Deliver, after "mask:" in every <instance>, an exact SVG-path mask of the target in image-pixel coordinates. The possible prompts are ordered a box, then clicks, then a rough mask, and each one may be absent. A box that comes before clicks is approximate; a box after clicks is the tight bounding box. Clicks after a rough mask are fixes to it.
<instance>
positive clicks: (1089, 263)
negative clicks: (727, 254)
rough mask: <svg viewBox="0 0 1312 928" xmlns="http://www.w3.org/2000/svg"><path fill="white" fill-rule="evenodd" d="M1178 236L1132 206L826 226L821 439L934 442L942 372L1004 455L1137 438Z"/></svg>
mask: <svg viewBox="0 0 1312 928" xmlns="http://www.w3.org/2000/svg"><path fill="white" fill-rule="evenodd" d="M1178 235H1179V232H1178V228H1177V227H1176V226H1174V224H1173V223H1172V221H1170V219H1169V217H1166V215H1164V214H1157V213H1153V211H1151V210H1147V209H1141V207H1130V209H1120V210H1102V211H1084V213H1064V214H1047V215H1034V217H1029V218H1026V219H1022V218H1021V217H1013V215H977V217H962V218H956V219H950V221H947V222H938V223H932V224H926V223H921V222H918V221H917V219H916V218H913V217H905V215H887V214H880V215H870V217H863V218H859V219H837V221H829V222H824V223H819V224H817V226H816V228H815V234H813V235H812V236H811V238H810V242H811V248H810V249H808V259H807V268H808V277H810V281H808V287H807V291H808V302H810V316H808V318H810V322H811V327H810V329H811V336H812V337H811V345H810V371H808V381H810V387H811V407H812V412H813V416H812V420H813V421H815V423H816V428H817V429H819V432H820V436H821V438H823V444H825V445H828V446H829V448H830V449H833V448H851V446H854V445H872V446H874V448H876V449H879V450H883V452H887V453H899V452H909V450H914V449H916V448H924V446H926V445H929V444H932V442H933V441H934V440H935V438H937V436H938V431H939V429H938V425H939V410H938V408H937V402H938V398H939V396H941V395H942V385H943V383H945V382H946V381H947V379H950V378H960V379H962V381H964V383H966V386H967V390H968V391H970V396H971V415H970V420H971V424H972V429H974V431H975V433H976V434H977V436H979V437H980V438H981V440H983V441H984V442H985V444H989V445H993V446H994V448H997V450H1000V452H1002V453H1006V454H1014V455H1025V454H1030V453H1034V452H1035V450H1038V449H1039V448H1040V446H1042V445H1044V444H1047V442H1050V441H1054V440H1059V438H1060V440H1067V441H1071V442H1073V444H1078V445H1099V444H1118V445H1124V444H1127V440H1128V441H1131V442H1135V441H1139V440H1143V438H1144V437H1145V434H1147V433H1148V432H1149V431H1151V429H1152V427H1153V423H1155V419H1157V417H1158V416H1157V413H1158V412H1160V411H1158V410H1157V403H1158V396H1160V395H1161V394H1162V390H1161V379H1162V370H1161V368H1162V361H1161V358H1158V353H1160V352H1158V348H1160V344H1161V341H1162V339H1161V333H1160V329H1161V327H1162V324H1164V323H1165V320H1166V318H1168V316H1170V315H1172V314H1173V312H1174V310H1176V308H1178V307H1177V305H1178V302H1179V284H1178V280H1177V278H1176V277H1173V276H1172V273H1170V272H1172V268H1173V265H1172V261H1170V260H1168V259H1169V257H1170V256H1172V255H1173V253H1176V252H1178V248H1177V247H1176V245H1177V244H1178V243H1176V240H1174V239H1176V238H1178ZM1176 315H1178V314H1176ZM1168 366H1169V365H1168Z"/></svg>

- - -

INSTRUCTIONS FOR THE TASK:
Each line of the data should be transcribed exactly.

SOLVED PROBLEM:
Deliver, after "mask:" in every <instance>, an exact SVG-path mask of the target in image-pixel coordinates. The possible prompts are ordered a box, then clicks, then a rough mask, and each one may be absent. A box that comes before clicks is approximate; a box after clicks is the tight bounding box. Clicks after a rough mask are fixes to it.
<instance>
positive clicks: (1089, 263)
negative clicks: (727, 254)
rough mask: <svg viewBox="0 0 1312 928" xmlns="http://www.w3.org/2000/svg"><path fill="white" fill-rule="evenodd" d="M1178 236L1132 206L826 226L821 439L934 442L942 372L1004 455L1137 438Z"/></svg>
mask: <svg viewBox="0 0 1312 928" xmlns="http://www.w3.org/2000/svg"><path fill="white" fill-rule="evenodd" d="M1178 235H1179V232H1178V228H1177V227H1176V226H1174V224H1173V223H1172V221H1170V219H1169V217H1166V215H1164V214H1157V213H1153V211H1151V210H1147V209H1141V207H1130V209H1120V210H1102V211H1084V213H1064V214H1047V215H1034V217H1029V218H1026V219H1022V218H1021V217H1013V215H977V217H962V218H956V219H950V221H947V222H938V223H932V224H926V223H921V222H918V221H917V219H916V218H913V217H905V215H887V214H880V215H870V217H863V218H859V219H837V221H829V222H824V223H819V224H817V226H816V228H815V234H813V235H812V236H811V238H810V242H811V248H810V249H808V259H807V268H808V277H810V281H808V287H807V291H808V302H810V316H808V318H810V322H811V327H810V329H811V336H812V337H811V345H810V371H808V381H810V387H811V407H812V412H813V416H812V420H813V421H815V423H816V428H817V429H819V432H820V436H821V438H823V444H825V445H828V446H829V448H830V449H833V448H851V446H854V445H872V446H874V448H876V449H879V450H883V452H887V453H899V452H909V450H914V449H916V448H924V446H926V445H929V444H932V442H933V441H934V440H935V438H937V436H938V431H939V429H938V425H939V410H938V408H937V402H938V398H939V396H941V395H942V385H943V383H945V382H946V381H947V379H950V378H960V379H962V381H964V383H966V386H967V390H968V391H970V396H971V415H970V420H971V424H972V429H974V431H975V433H976V434H977V436H979V437H980V438H981V440H983V441H984V442H985V444H989V445H993V446H994V448H997V450H1000V452H1002V453H1006V454H1014V455H1025V454H1030V453H1034V452H1035V450H1038V449H1039V448H1040V446H1042V445H1044V444H1047V442H1050V441H1054V440H1059V438H1060V440H1067V441H1071V442H1073V444H1078V445H1099V444H1118V445H1124V444H1127V440H1128V441H1131V442H1135V441H1139V440H1143V438H1144V437H1145V434H1147V433H1148V432H1149V431H1151V429H1152V427H1153V423H1155V419H1157V417H1158V416H1157V413H1158V412H1160V411H1158V410H1157V403H1158V396H1160V395H1161V394H1162V390H1161V379H1162V370H1161V368H1162V361H1161V358H1158V353H1160V352H1158V348H1160V344H1161V341H1162V339H1161V333H1160V329H1161V327H1162V324H1164V323H1165V320H1166V318H1168V316H1170V315H1172V314H1173V312H1174V310H1176V308H1178V307H1177V305H1178V302H1179V284H1178V280H1177V278H1176V277H1173V276H1172V273H1170V272H1172V268H1173V265H1172V261H1170V260H1168V259H1169V257H1170V256H1172V255H1173V253H1176V252H1178V248H1177V247H1176V245H1177V244H1178V243H1176V240H1174V239H1176V238H1178ZM1176 315H1178V314H1176ZM1168 366H1169V365H1168Z"/></svg>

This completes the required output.